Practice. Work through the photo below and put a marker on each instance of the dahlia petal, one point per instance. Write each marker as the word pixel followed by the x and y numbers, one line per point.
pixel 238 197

******************************

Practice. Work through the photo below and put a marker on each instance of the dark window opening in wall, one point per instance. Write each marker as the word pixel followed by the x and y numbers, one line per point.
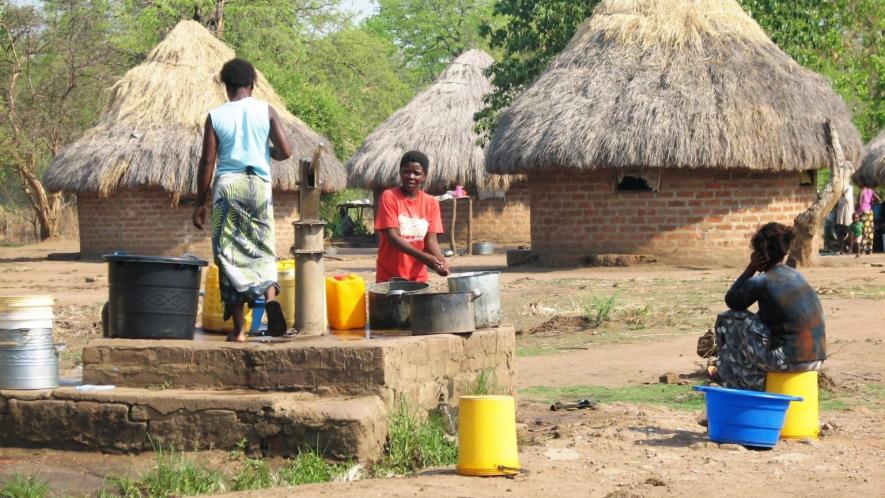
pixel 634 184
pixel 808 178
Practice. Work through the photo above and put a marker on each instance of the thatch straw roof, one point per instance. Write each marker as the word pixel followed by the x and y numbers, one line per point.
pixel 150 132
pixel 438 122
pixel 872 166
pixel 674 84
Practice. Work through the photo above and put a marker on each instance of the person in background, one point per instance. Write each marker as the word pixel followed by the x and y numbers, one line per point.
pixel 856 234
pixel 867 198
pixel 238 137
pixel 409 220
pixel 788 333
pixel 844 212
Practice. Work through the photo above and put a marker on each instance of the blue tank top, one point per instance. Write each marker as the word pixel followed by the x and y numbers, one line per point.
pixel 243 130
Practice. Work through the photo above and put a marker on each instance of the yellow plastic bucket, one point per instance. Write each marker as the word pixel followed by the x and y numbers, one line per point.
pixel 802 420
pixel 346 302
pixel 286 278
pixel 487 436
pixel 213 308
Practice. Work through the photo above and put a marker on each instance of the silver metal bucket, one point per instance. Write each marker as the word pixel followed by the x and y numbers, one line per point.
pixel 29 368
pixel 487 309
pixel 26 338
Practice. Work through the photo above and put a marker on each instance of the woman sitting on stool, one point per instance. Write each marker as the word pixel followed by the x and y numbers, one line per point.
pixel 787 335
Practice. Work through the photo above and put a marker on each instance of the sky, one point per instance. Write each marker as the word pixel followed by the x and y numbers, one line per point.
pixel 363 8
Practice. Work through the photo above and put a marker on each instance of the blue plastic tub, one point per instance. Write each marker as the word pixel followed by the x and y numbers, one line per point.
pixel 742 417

******************************

Reproduza sem alterações as linhas que vão da que contém "of the dark" até a que contém "pixel 844 212", incluindo as duas. Deixe as imagens fora da resposta.

Practice. Work through the photo below and put a marker on each instance of the dark window opening in wall, one point per instance. Write each marker as the word pixel followed by the x and y numbers, one line per point.
pixel 634 184
pixel 808 178
Practice. Work through the photo above and put a marker on each instance of the thatch straw roof, one point per instance. Write each marker as the word pixel followed by the x and y numbers, one line per point.
pixel 150 132
pixel 438 122
pixel 872 166
pixel 674 84
Practice. Work through the photo above and put a marker on each instance of the person in background, one point per instance. Write each marker as the word pixel followed by the x and y numbers, one line per point.
pixel 856 234
pixel 867 198
pixel 238 137
pixel 409 220
pixel 788 333
pixel 844 212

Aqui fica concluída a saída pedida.